REQUIREMENTS — Express every line of the items below as a Markdown table with the columns Row and Item line, numbering the rows in order and omitting blank lines.

Pointing dataset items —
⁂
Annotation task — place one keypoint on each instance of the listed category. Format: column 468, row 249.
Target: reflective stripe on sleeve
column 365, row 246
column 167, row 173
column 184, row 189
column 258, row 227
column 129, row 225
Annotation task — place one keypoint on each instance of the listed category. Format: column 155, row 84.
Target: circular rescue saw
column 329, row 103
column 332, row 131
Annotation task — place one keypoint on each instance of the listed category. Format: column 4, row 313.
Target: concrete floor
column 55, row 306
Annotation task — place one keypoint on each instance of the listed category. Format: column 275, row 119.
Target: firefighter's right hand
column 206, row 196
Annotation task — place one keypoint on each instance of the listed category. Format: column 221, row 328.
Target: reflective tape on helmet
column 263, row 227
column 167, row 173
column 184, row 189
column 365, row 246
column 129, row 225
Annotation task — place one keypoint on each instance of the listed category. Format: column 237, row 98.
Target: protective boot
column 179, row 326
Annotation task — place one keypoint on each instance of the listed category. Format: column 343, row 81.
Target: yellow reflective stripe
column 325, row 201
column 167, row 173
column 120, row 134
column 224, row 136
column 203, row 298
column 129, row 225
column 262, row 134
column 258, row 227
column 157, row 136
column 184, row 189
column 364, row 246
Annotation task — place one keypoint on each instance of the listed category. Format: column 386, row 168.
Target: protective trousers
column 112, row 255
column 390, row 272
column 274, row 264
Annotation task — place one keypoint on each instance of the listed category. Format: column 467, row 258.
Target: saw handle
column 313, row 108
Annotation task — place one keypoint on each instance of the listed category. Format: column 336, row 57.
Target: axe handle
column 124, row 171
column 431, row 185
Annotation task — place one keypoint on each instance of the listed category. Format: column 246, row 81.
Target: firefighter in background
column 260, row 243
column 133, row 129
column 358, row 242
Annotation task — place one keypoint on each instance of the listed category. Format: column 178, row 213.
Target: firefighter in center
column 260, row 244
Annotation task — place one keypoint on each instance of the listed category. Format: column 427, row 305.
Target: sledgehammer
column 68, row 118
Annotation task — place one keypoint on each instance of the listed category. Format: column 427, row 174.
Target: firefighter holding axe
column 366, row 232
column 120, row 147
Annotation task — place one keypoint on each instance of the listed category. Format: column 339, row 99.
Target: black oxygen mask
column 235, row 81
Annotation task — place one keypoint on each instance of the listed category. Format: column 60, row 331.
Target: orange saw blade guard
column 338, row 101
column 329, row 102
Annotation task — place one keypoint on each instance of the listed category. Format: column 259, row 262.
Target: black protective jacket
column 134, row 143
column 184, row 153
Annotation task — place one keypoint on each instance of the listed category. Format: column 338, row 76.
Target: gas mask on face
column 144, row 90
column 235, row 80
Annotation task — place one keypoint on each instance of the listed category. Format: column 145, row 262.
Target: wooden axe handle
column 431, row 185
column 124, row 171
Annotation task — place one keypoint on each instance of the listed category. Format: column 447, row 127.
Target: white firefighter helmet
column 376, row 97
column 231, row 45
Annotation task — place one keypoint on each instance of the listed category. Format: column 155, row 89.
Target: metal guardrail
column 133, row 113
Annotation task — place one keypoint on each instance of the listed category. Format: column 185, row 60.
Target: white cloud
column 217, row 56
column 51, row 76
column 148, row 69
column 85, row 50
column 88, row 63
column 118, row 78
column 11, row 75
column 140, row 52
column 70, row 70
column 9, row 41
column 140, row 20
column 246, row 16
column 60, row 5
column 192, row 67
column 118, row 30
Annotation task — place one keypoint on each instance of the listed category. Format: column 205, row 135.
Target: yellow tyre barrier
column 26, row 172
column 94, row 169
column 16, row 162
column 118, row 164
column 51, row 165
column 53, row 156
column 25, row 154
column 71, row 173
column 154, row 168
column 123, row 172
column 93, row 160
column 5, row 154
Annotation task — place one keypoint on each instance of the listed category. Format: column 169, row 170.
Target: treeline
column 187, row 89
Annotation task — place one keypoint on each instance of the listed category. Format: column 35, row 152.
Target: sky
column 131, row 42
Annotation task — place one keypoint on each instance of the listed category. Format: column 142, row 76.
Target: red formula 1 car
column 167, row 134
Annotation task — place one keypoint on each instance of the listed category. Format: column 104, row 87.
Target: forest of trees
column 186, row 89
⁂
ANSWER FOR THIS EXERCISE —
| Row | Item line |
|---|---|
| 1 | Annotation task — place one keypoint on each instance of the listed category. Format: column 468, row 249. |
| 2 | Target: reflective stripe on sleeve |
| 3 | column 365, row 246 |
| 4 | column 167, row 173 |
| 5 | column 184, row 189 |
| 6 | column 258, row 227 |
| 7 | column 129, row 225 |
| 8 | Annotation task — place one keypoint on each instance of the listed category. Format: column 155, row 84. |
| 9 | Target: circular rescue saw |
| 10 | column 329, row 103 |
| 11 | column 332, row 131 |
| 12 | Annotation task — place one keypoint on each instance of the listed category. Format: column 4, row 313. |
| 13 | Target: concrete floor |
| 14 | column 55, row 306 |
| 15 | Annotation task — place one keypoint on each instance of the listed category. Format: column 275, row 119. |
| 16 | Target: firefighter's right hand |
| 17 | column 206, row 196 |
| 18 | Annotation task — place one keypoint on each instance of the listed category. Format: column 221, row 328. |
| 19 | Target: reflective tape on helmet |
| 20 | column 263, row 227 |
| 21 | column 167, row 173 |
| 22 | column 184, row 189 |
| 23 | column 365, row 246 |
| 24 | column 129, row 225 |
| 25 | Annotation task — place one keypoint on each instance of the listed category. Format: column 237, row 98. |
| 26 | Target: protective boot |
| 27 | column 179, row 326 |
| 28 | Annotation task — place one keypoint on each instance of the listed category. Format: column 343, row 81. |
| 29 | Target: yellow reflective stripe |
| 30 | column 325, row 201 |
| 31 | column 167, row 173 |
| 32 | column 120, row 134 |
| 33 | column 224, row 136 |
| 34 | column 203, row 298 |
| 35 | column 129, row 225 |
| 36 | column 262, row 134 |
| 37 | column 258, row 227 |
| 38 | column 157, row 136 |
| 39 | column 184, row 189 |
| 40 | column 364, row 246 |
| 41 | Annotation task — place one keypoint on each instance of the listed category. Format: column 386, row 168. |
| 42 | Target: protective trousers |
| 43 | column 112, row 255 |
| 44 | column 390, row 272 |
| 45 | column 274, row 264 |
| 46 | Annotation task — place one keypoint on each instance of the listed category. Format: column 467, row 258. |
| 47 | Target: saw handle |
| 48 | column 313, row 108 |
| 49 | Annotation task — place one keypoint on each instance of the listed category. Format: column 336, row 57. |
| 50 | Target: axe handle |
| 51 | column 124, row 171 |
| 52 | column 431, row 185 |
| 53 | Annotation task — place one keypoint on each instance of the listed category. Format: column 246, row 81. |
| 54 | Target: firefighter in background |
| 55 | column 260, row 243 |
| 56 | column 133, row 129 |
| 57 | column 358, row 242 |
| 58 | Annotation task — place one keypoint on each instance of the listed category. Format: column 178, row 213. |
| 59 | Target: firefighter in center |
| 60 | column 260, row 244 |
| 61 | Annotation task — place one keypoint on each instance of the listed category. Format: column 427, row 305. |
| 62 | Target: sledgehammer |
| 63 | column 68, row 118 |
| 64 | Annotation task — place one keypoint on each instance of the listed category. Format: column 427, row 174. |
| 65 | Target: firefighter holding axe |
| 66 | column 366, row 232 |
| 67 | column 120, row 147 |
| 68 | Annotation task — place one keypoint on each instance of the listed category. Format: column 339, row 99. |
| 69 | Target: black oxygen mask |
| 70 | column 235, row 81 |
| 71 | Annotation task — place one keypoint on each instance of the listed category. Format: column 60, row 331. |
| 72 | Target: orange saw blade guard |
| 73 | column 338, row 101 |
| 74 | column 329, row 102 |
| 75 | Annotation task — place one keypoint on each instance of the listed category. Format: column 259, row 262. |
| 76 | Target: black protective jacket |
| 77 | column 134, row 143 |
| 78 | column 184, row 153 |
| 79 | Annotation task — place one keypoint on each instance of the listed category. Format: column 338, row 76. |
| 80 | Target: gas mask on face |
| 81 | column 144, row 90 |
| 82 | column 235, row 80 |
| 83 | Annotation task — place one keypoint on each instance of the listed category. Format: column 145, row 262. |
| 84 | Target: wooden axe handle |
| 85 | column 431, row 185 |
| 86 | column 124, row 171 |
| 87 | Annotation task — place one keypoint on each instance of the listed category. Format: column 447, row 127. |
| 88 | Target: white firefighter helmet |
| 89 | column 376, row 97 |
| 90 | column 231, row 45 |
| 91 | Annotation task — place one keypoint on each instance of the listed category. Format: column 155, row 89. |
| 92 | Target: metal guardrail |
| 93 | column 133, row 113 |
| 94 | Annotation task — place one keypoint on each instance of the listed category. Format: column 185, row 60. |
| 95 | Target: white cloud |
| 96 | column 217, row 56 |
| 97 | column 51, row 76 |
| 98 | column 148, row 69 |
| 99 | column 85, row 50 |
| 100 | column 88, row 63 |
| 101 | column 118, row 78 |
| 102 | column 11, row 75 |
| 103 | column 140, row 52 |
| 104 | column 70, row 70 |
| 105 | column 9, row 41 |
| 106 | column 140, row 20 |
| 107 | column 246, row 16 |
| 108 | column 60, row 5 |
| 109 | column 192, row 67 |
| 110 | column 118, row 30 |
| 111 | Annotation task — place one keypoint on each instance of the listed category. Format: column 205, row 135. |
| 112 | Target: yellow tyre barrier |
| 113 | column 26, row 172 |
| 114 | column 94, row 169 |
| 115 | column 16, row 162 |
| 116 | column 118, row 164 |
| 117 | column 51, row 165 |
| 118 | column 53, row 156 |
| 119 | column 25, row 154 |
| 120 | column 71, row 173 |
| 121 | column 154, row 168 |
| 122 | column 123, row 172 |
| 123 | column 93, row 160 |
| 124 | column 5, row 154 |
| 125 | Annotation task — place one keypoint on each instance of the listed category. Format: column 169, row 170. |
| 126 | Target: treeline |
| 127 | column 187, row 89 |
| 128 | Annotation task — place one keypoint on each instance of the listed category. Format: column 35, row 152. |
| 129 | Target: sky |
| 130 | column 131, row 42 |
| 131 | Annotation task — place one keypoint on each instance of the listed category. Format: column 142, row 76. |
| 132 | Target: red formula 1 car |
| 133 | column 167, row 134 |
| 134 | Annotation task — place one keypoint on each instance of the listed category. Format: column 104, row 87. |
| 135 | Target: forest of trees |
| 136 | column 186, row 89 |